Les ambiances Montessori : quelles activités Montessori pour quel âge ?
Comme tout mode d’éducation, la pédagogie Montessori a son propre vocabulaire, qui peut parfois dérouter. Steiner a ses jardins d’enfant, Reggio a ses 100 langages, Froebel a ses dons, la pédagogie Montessori a ses ambiances.
Une ambiance Montessori, c’est en premier lieu un regroupement d’enfant (le fameux « groupe-classe » de l’Education nationale), dans une tranche d’âge assez large pour assurer un mélange des âges et favoriser la coopération entre les plus grands et les plus petits. C’est aussi un espace préparé avec du matériel spécifique, mais c’est avant tout une atmosphère, un cadre, qui regroupe aussi bien l’éducateur que la salle physique et les enfants qui s’y trouvent. Le premier rôle d’un éducateur est dons de « poser l’ambiance », qui doit être propice au travail et à la concentration.
On dit ainsi qu’un enfant fait partie d’une ambiance 3-6 ans ou d’une ambiance 6-12 ans, mais il en existe bien d’autres !
Le point commun entre les enfants d’une même ambiance est qu’ils partagent des besoins communs, des périodes sensibles communes (si le terme de « période sensible » vous est inconnu, je vous renvoie à ce billet où je vous explique tout). Les frontières entre les ambiances sont donc davantage liées à des caps de développement qu’à un âge précis, comme nous le verrons plus loin.
Quelles sont ces différentes ambiances et quelles activités y pratique-t-on pour répondre aux besoins des enfants ? C’est ce à quoi je vais m’efforcer de répondre dans cet article.
Avant de continuer, si vous préférez écouter le podcast de cet article ; par exemple en faisant vos tâches ménagères ou pendant un trajet en voiture, je vous invite à cliquer sur le lecteur ci-dessous :
Le nido : « Aide-moi à être par moi-même »
La première de ces ambiances, c’est le nido (nid en italien). Vous entendrez souvent dire que le nido est réservé aux enfants de 0 à 15 mois (ou 18, ou 24). Mais en fait le critère de passage à l’ambiance suivante n’est pas celui de l’âge, mais de la marche assurée.

### LISTE DES ENTRÉES

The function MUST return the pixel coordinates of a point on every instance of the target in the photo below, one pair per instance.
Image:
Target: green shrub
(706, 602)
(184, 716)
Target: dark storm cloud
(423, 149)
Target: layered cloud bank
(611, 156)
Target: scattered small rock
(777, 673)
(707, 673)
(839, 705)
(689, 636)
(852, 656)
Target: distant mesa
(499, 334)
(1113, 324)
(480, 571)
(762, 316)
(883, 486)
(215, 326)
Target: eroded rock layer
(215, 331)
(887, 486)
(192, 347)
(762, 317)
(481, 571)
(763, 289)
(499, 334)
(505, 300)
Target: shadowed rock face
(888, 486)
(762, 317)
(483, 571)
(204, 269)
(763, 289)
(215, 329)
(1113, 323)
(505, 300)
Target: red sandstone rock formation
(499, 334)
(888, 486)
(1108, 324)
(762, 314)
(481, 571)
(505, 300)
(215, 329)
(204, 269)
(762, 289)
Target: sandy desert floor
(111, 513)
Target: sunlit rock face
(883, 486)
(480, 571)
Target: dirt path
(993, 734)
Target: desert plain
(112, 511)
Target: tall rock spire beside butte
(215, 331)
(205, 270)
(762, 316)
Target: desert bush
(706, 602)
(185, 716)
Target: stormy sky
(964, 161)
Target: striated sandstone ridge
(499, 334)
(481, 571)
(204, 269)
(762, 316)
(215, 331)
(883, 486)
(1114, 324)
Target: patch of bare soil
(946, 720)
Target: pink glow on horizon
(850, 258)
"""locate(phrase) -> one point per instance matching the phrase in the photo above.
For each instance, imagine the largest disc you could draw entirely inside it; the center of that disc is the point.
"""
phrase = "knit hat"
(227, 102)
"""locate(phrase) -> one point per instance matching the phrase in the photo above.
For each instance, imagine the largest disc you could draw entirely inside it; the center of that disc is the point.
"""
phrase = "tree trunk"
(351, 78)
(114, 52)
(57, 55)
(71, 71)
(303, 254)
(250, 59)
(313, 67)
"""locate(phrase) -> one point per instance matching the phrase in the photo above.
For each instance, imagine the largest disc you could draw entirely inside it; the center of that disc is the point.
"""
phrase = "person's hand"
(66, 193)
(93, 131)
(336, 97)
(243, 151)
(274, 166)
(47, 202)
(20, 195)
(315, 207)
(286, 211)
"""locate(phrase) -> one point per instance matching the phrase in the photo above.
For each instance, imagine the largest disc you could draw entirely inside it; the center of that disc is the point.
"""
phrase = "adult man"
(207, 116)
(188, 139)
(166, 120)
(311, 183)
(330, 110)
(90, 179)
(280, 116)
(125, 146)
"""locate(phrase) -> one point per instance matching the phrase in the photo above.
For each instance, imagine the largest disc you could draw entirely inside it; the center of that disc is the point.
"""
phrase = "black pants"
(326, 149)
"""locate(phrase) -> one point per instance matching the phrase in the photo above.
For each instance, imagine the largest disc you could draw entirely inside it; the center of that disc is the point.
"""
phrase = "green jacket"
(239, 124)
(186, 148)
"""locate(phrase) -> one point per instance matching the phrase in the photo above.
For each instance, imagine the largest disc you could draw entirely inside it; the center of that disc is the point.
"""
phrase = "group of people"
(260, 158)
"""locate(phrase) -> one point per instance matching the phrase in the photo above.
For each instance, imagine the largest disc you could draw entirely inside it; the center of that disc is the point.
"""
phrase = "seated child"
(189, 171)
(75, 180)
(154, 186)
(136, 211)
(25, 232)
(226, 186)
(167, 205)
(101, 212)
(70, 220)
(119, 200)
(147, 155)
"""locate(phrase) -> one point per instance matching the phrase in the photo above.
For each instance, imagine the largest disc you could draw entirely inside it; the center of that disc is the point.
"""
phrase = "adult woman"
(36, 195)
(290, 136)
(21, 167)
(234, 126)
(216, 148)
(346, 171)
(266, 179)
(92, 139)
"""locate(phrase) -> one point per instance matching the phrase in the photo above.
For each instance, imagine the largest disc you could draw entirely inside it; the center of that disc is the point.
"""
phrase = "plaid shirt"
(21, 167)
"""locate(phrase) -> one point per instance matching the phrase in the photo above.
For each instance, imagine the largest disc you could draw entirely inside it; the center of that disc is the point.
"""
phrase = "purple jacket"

### OBJECTIF
Recopiez sans rien changer le passage du texte sur les ambiances Montessori compris entre « Avant de continuer, si » et « la marche assurée. », ces deux extraits inclus.

### SOLUTION
Avant de continuer, si vous préférez écouter le podcast de cet article ; par exemple en faisant vos tâches ménagères ou pendant un trajet en voiture, je vous invite à cliquer sur le lecteur ci-dessous :
Le nido : « Aide-moi à être par moi-même »
La première de ces ambiances, c’est le nido (nid en italien). Vous entendrez souvent dire que le nido est réservé aux enfants de 0 à 15 mois (ou 18, ou 24). Mais en fait le critère de passage à l’ambiance suivante n’est pas celui de l’âge, mais de la marche assurée.